DOCUMENT EXCERPT
As shown in FIG. 1, a reciprocating rod lift system 100 is disposed in association with the wellbore 10. The reciprocating rod lift system 100 includes a surface pumping unit 110, a rod string 120 and a positive displacement pump 130. The surface pumping unit 110 is connected to provide a reciprocating motion to the rod string 120. In one embodiment, the surface pumping unit 110 is powered by an electric or gas prime mover and includes a connection cable which connects to a top portion of the rod string 120. The rod string 120 may include a plurality of segments connected in sequence and disposed within the production tubing 50. The positive displacement pump 130 is disposed at a terminal portion of the rod string 120 and positioned into a pump seating nipple near the producing zone and the perforations 55 on the casing 35.

In one embodiment, the positive displacement pump 130 comprises a rod pump which includes a pump housing 132, a traveling valve 140 and a standing valve 150. The traveling valve 140 and the standing valve 150 are disposed within the pump housing 132 (also referred herein as the barrel tube). The traveling valve 140 comprises a ball check valve and is disposed in a traveling valve cage 146 which is attached to a terminal portion of the rod string 120. The traveling valve cage 146 is movable within the pump housing 132 by the reciprocating motions provided through the rod string 120. The standing valve 150 is disposed securely against the barrel tube of the rod pump or barrel tube bushing and comprises a standing ball check valve. In one embodiment, the traveling valve 140 is a check valve (i.e., one-way valve) comprising a ball 141 and seat 143. Similarly, the standing valve 150 is a check valve comprising a ball 152 and seat 154. However, the present invention contemplates utilizing other types of valves.

Fluid is brought to the surface by the reciprocating pumping action of the surface pumping unit 110 attached to the rod string 120, which in turn, moves the traveling valve 140. The volume between the standing valve 150 and the upper traveling valve 140 defines a pump chamber 145. The pump chamber 145 serves as a path of fluid transfer during the pumping operation. In operation, the rod string 120 imparts a reciprocating upstroke and down stroke to the traveling valve 140. During the upstroke, the traveling valve 140 is closed. In this respect, the upper ball 141 is seated upon the upper seat 143. Movement of the closed traveling valve 140 upward creates a vacuum within the pump chamber 145. This, in turn, causes the standing valve 150 to unseat so that the lower ball 152 lifts off of the lower seat 154. Production fluids are then drawn upward into the chamber 145.

TASK SET
A - Print the part of the rod pump description that opens with the words containing "As shown in" and closes with "the casing 35.".
B - Using the rod pump description, answer yes or no to each statement and quote the words that decide it: (i) The traveling valve 140 is closed during the upstroke. (ii) The standing valve 150 is attached to a terminal portion of the rod string 120. (iii) The pump housing 132 is also called the barrel tube.
C - According to the rod pump description, what defines the pump chamber 145?

GIVEN ENTRIES

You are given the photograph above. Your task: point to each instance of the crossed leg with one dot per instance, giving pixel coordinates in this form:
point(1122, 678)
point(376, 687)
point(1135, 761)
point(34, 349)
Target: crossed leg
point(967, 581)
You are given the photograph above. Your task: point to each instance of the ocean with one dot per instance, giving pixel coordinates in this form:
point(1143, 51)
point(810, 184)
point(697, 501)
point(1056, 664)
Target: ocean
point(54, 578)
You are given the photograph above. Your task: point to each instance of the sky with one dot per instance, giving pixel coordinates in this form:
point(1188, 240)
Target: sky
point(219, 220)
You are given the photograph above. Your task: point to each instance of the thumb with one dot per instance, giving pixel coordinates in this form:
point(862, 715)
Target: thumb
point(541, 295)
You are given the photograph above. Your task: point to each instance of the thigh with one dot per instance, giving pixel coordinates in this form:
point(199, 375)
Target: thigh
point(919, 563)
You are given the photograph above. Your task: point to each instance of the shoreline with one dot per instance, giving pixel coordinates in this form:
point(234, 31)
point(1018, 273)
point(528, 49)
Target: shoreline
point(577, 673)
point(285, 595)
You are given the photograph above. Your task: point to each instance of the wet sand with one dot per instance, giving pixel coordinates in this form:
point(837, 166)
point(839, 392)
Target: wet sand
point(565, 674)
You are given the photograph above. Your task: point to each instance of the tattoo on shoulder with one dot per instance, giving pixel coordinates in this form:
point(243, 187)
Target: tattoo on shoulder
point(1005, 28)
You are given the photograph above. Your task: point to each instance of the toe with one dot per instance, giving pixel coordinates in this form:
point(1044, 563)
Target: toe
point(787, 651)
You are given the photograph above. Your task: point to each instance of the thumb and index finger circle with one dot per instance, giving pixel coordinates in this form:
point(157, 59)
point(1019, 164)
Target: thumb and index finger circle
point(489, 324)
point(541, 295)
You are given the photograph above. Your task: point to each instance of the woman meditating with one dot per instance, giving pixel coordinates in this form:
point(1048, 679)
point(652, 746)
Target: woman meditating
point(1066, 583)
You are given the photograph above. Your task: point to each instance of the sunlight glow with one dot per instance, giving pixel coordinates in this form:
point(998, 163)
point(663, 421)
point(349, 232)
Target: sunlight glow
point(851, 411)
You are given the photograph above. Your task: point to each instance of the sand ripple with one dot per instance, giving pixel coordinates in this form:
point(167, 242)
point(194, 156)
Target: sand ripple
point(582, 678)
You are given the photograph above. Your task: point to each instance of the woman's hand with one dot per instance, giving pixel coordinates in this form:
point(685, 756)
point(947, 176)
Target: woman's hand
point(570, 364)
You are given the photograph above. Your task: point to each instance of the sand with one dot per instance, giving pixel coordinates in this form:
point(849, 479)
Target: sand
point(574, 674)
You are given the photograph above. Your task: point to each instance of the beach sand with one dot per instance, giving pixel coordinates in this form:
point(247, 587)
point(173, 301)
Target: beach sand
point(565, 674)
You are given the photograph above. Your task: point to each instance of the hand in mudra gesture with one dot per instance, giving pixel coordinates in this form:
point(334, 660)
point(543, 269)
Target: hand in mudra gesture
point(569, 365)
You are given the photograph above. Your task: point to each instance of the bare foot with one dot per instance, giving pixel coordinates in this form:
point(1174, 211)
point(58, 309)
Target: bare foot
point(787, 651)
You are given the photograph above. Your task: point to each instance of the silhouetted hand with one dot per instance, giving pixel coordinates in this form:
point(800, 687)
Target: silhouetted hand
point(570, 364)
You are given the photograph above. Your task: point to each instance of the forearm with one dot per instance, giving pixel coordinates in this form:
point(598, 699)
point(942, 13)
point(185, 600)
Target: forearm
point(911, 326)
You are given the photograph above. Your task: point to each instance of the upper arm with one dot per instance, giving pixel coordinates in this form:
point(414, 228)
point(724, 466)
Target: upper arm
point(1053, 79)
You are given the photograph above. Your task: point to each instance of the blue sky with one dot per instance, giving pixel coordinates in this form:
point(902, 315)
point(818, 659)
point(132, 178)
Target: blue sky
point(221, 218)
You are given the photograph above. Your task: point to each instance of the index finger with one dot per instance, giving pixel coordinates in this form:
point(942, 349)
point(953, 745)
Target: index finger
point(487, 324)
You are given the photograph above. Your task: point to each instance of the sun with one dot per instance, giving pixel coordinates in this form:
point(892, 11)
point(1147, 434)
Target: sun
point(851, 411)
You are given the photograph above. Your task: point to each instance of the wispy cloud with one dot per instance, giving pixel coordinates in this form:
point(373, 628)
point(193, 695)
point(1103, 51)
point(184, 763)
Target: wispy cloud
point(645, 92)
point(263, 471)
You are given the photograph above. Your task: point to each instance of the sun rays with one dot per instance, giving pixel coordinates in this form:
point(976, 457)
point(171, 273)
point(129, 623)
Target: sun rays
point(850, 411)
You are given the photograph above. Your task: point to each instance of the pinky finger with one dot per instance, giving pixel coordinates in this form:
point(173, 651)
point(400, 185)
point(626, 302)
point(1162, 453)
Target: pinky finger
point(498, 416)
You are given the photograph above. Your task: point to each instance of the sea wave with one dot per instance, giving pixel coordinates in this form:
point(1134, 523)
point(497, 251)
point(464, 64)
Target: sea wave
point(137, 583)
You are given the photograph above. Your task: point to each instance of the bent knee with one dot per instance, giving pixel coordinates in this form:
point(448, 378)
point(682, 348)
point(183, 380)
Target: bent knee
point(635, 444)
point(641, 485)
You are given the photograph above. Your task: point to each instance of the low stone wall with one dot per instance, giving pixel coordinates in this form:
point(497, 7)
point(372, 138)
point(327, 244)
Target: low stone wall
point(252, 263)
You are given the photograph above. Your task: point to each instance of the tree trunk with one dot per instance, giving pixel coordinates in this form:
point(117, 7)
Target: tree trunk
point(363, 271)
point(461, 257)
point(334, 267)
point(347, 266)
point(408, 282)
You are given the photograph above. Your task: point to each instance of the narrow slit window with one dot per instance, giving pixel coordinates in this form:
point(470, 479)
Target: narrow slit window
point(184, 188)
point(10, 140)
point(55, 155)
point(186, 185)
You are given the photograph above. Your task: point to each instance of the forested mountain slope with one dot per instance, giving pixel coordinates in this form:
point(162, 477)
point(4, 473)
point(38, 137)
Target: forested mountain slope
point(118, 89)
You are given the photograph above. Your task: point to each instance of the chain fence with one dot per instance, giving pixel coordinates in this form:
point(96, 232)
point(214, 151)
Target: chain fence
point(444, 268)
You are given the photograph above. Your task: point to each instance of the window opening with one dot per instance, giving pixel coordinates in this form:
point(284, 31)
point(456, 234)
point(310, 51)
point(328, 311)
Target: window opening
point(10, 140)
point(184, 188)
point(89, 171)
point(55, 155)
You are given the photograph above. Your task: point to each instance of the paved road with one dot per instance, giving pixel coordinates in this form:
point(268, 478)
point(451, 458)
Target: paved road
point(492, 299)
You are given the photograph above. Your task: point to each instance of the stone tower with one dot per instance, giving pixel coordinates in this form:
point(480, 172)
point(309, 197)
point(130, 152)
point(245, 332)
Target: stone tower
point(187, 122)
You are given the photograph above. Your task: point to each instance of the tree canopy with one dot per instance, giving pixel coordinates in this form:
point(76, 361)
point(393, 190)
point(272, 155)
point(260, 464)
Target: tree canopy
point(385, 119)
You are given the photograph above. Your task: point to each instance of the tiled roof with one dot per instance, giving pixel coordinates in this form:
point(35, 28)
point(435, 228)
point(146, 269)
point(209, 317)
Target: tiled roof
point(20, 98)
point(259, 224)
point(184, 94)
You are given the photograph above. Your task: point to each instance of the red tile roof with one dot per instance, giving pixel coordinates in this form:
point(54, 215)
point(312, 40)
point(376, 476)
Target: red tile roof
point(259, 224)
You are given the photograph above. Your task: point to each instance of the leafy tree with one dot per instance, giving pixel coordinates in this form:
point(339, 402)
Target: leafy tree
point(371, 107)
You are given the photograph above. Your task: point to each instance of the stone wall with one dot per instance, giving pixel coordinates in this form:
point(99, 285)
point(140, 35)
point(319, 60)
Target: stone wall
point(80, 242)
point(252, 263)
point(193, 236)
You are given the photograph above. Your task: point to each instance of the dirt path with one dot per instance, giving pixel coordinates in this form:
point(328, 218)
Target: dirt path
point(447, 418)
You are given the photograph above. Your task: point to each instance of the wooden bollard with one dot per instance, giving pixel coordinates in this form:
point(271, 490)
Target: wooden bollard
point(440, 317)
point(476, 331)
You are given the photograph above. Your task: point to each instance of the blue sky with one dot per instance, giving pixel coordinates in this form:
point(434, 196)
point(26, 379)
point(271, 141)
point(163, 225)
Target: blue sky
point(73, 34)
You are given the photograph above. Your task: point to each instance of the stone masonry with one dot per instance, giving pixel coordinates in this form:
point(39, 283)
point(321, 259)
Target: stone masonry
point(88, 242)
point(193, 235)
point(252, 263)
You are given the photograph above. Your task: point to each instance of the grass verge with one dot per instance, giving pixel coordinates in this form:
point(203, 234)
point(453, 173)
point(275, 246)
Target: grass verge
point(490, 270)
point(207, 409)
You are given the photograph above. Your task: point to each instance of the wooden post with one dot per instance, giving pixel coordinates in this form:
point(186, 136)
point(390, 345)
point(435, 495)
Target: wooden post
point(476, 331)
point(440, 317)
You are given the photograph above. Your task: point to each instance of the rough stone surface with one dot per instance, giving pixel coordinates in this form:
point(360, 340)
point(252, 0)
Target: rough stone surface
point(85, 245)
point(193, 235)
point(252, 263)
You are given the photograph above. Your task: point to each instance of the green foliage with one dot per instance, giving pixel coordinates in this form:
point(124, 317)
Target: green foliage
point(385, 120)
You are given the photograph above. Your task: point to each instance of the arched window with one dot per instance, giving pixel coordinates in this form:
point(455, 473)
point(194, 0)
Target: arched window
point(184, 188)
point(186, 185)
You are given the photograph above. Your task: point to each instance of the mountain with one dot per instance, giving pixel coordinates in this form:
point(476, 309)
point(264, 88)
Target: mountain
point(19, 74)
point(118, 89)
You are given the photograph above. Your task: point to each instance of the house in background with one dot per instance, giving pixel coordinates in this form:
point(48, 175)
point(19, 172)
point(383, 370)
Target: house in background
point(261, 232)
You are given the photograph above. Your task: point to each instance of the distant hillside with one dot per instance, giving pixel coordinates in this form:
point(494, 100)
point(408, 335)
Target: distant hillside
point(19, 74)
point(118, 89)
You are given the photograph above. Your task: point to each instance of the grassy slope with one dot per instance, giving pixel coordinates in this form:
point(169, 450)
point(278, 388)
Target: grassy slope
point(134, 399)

SOLUTIONS TO THE PROBLEMS
A -
As shown in FIG. 1, a reciprocating rod lift system 100 is disposed in association with the wellbore 10. The reciprocating rod lift system 100 includes a surface pumping unit 110, a rod string 120 and a positive displacement pump 130. The surface pumping unit 110 is connected to provide a reciprocating motion to the rod string 120. In one embodiment, the surface pumping unit 110 is powered by an electric or gas prime mover and includes a connection cable which connects to a top portion of the rod string 120. The rod string 120 may include a plurality of segments connected in sequence and disposed within the production tubing 50. The positive displacement pump 130 is disposed at a terminal portion of the rod string 120 and positioned into a pump seating nipple near the producing zone and the perforations 55 on the casing 35.

B -
(i) Yes: "During the upstroke, the traveling valve 140 is closed."
(ii) No: "The standing valve 150 is disposed securely against the barrel tube of the rod pump or barrel tube bushing"
(iii) Yes: "(also referred herein as the barrel tube)"

C - The volume between the standing valve 150 and the upper traveling valve 140.